> **Required task**
Return the complete listing that follows, with each line reproduced exactly.

— START Material —

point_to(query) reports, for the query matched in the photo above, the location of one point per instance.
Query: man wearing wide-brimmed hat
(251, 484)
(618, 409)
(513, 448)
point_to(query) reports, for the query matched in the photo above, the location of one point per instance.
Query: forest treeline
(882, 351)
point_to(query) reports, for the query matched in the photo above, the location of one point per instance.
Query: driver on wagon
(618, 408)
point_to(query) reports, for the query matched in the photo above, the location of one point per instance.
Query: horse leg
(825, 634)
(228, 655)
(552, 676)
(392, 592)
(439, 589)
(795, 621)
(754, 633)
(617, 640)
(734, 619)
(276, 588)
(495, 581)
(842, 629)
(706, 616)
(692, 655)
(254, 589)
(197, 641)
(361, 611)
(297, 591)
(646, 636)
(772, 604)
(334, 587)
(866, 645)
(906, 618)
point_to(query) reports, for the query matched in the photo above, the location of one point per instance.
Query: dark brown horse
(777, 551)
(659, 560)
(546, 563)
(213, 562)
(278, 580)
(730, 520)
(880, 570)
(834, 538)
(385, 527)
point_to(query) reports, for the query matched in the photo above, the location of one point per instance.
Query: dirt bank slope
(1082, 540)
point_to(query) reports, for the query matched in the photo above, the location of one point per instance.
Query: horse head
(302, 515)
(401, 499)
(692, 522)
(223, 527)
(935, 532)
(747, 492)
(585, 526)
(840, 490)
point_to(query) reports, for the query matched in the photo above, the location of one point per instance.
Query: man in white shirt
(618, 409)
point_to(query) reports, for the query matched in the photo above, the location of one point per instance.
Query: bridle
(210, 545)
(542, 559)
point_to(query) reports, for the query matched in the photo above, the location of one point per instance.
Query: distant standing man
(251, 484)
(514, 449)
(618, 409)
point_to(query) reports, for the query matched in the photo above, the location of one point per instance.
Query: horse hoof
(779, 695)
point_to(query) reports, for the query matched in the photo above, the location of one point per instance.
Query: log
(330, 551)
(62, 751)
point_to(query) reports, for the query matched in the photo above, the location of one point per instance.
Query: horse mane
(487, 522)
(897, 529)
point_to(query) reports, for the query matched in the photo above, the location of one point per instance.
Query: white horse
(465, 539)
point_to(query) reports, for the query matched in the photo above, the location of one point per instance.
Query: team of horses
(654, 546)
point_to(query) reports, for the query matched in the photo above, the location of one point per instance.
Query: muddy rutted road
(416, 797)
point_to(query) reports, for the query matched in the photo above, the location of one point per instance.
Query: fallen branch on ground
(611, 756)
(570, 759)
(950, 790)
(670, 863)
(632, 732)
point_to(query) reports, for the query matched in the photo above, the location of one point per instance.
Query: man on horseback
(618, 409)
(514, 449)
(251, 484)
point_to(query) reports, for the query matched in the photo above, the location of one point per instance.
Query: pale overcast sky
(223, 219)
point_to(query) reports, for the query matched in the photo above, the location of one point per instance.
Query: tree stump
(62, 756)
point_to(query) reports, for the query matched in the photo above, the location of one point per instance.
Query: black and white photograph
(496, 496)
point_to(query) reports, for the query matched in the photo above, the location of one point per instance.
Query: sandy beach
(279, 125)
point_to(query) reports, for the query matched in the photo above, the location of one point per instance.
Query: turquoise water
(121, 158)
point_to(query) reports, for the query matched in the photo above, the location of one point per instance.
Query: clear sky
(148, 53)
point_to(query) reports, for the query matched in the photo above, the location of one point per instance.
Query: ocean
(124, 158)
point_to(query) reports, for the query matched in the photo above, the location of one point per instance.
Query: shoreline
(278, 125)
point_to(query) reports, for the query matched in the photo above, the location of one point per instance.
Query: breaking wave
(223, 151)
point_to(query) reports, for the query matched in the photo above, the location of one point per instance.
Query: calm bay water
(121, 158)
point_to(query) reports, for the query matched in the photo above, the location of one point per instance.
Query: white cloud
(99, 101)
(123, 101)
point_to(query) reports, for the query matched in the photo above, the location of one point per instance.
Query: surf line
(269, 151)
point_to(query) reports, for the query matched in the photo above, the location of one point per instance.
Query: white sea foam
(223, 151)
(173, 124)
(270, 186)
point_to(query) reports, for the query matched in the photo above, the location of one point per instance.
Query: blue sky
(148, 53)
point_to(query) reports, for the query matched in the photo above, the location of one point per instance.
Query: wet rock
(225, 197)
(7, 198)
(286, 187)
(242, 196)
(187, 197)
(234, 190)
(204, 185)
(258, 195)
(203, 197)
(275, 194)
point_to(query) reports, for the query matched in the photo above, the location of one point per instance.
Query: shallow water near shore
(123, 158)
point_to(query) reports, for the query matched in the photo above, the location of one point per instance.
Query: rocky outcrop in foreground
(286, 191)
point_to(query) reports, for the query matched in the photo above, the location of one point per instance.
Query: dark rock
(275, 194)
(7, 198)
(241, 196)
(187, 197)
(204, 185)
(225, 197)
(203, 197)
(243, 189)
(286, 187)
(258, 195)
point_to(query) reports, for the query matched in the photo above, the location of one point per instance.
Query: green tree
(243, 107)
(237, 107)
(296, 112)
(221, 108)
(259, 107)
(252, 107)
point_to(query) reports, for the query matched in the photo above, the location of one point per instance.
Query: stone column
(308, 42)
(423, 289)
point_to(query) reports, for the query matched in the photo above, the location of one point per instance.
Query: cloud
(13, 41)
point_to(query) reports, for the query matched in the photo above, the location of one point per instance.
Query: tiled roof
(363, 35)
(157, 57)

— END Material —

> **Output of the task**
point_to(query) reports, for the query matched in the photo above, the location of one point per instance.
Query: man wearing wide-brimmed hat
(251, 484)
(618, 409)
(513, 448)
point_to(query) reports, for the query matched in the photo above, the location of one point per instance.
Query: forest treeline
(882, 351)
point_to(query) reports, for the query matched in the photo above, the location of one point per instance.
Query: driver on wagon
(618, 408)
point_to(query) reports, for the query matched in the photo above, the location of one point per instance.
Query: horse leg
(825, 634)
(228, 655)
(552, 676)
(392, 592)
(439, 589)
(795, 621)
(754, 633)
(617, 640)
(734, 619)
(276, 588)
(495, 581)
(842, 629)
(706, 616)
(692, 655)
(254, 589)
(197, 641)
(361, 611)
(297, 591)
(646, 636)
(772, 604)
(334, 587)
(866, 645)
(906, 618)
point_to(query) reports, for the query matched in the photo above, the location of one point per instance.
Query: dark brown horse
(777, 551)
(659, 560)
(546, 563)
(213, 562)
(278, 580)
(730, 520)
(880, 570)
(834, 538)
(385, 527)
point_to(query) reports, for the query matched in the photo above, the location of one point per instance.
Query: dirt bank slope
(1082, 540)
point_to(query) reports, for the query matched in the photo above, the location of one point per instance.
Query: horse head
(302, 515)
(401, 499)
(692, 522)
(223, 527)
(935, 532)
(747, 492)
(585, 526)
(840, 490)
point_to(query) reports, for the query matched in the photo above, the location of one point per instance.
Query: man in white shirt
(618, 409)
point_to(query) reports, for the query matched in the photo above, the location of one point per instance.
Query: bridle
(210, 545)
(542, 559)
point_to(query) reports, for the query matched in the photo above, the location of one point per instance.
Query: distant standing man
(251, 484)
(514, 449)
(618, 409)
point_to(query) reports, for the query matched in the photo above, the location of one point per instance.
Query: horse hoof
(779, 695)
point_to(query) reports, for the query matched in the photo above, the location of one point per instance.
Query: log
(330, 551)
(62, 751)
point_to(query) reports, for the query matched in the photo above, the location of one point per instance.
Query: horse mane
(487, 522)
(897, 529)
point_to(query) reports, for the query matched in the photo above, the location of one point per instance.
Query: white horse
(465, 539)
point_to(query) reports, for the query matched in the photo above, the location of one point per instance.
Query: team of horses
(654, 546)
point_to(query) reports, for the query matched in the photo above, the location of one point per instance.
Query: muddy rutted road
(416, 797)
point_to(query) reports, for the query matched in the photo above, the location of one point per instance.
Query: fallen branch on ground
(611, 756)
(570, 759)
(950, 790)
(670, 863)
(632, 732)
point_to(query) reports, for the query matched in the photo above, the location of one point per instance.
Query: man on horseback
(618, 409)
(514, 449)
(251, 484)
point_to(query) reports, for the query matched in the photo above, the location of one point per instance.
Query: pale overcast sky
(223, 219)
point_to(query) reports, for the query matched in the photo above, the location of one point per instance.
Query: tree stump
(62, 756)
point_to(query) reports, for the query matched in the photo above, the location of one point per instance.
Query: black and white photograph
(496, 496)
point_to(query) reports, for the query matched in the photo above, the location of one point per instance.
Query: sandy beach
(279, 125)
point_to(query) reports, for the query matched in the photo above, the location of one point per instance.
Query: turquoise water
(121, 158)
point_to(query) reports, for the query matched in the photo above, the location of one point per instance.
Query: clear sky
(148, 53)
point_to(query) reports, for the query matched in the photo above, the location of one point per instance.
Query: ocean
(124, 158)
point_to(query) reports, for the query matched in the photo above, the location of one point per instance.
Query: shoreline
(278, 125)
point_to(query) reports, for the query matched in the photo above, the location of one point per instance.
Query: breaking wave
(223, 151)
point_to(query) reports, for the query matched in the photo above, the location of one point per instance.
Query: calm bay water
(121, 158)
point_to(query) reports, for the query matched in the photo above, the location of one point per instance.
Query: white cloud
(99, 101)
(123, 101)
point_to(query) reports, for the query matched in the photo above, the location of one point per instance.
Query: surf line
(269, 151)
point_to(query) reports, for the query matched in the photo above, the location of one point per instance.
Query: white sea foam
(223, 151)
(173, 124)
(270, 186)
point_to(query) reports, for the query matched in the photo above, the location of one point per instance.
Query: blue sky
(148, 53)
point_to(query) reports, for the query matched in the photo above, the location of one point per instance.
Query: wet rock
(225, 197)
(7, 198)
(286, 187)
(242, 196)
(187, 197)
(234, 190)
(204, 185)
(258, 195)
(203, 197)
(275, 194)
point_to(query) reports, for the query matched in the photo above, the location of one point per instance.
Query: shallow water near shore
(123, 158)
point_to(query) reports, for the query matched in the photo above, the location of one point per instance.
Query: rocky outcrop in foreground
(286, 191)
point_to(query) reports, for the query matched in the photo above, the location of one point per instance.
Query: dark rock
(275, 194)
(7, 198)
(241, 196)
(187, 197)
(204, 185)
(225, 197)
(203, 197)
(243, 189)
(286, 187)
(258, 195)
point_to(query) reports, for the query matched in the photo above, the location of one point per instance.
Query: green tree
(243, 107)
(237, 107)
(296, 112)
(221, 108)
(259, 107)
(252, 107)
point_to(query) reports, for the query matched in the photo above, the location of one point per instance.
Query: stone column
(308, 42)
(423, 289)
point_to(query) reports, for the query matched in the photo above, the location of one point per instance.
Query: cloud
(13, 41)
point_to(query) reports, for the query matched in the photo above, the location of one point per instance.
Query: tiled roof
(363, 35)
(157, 57)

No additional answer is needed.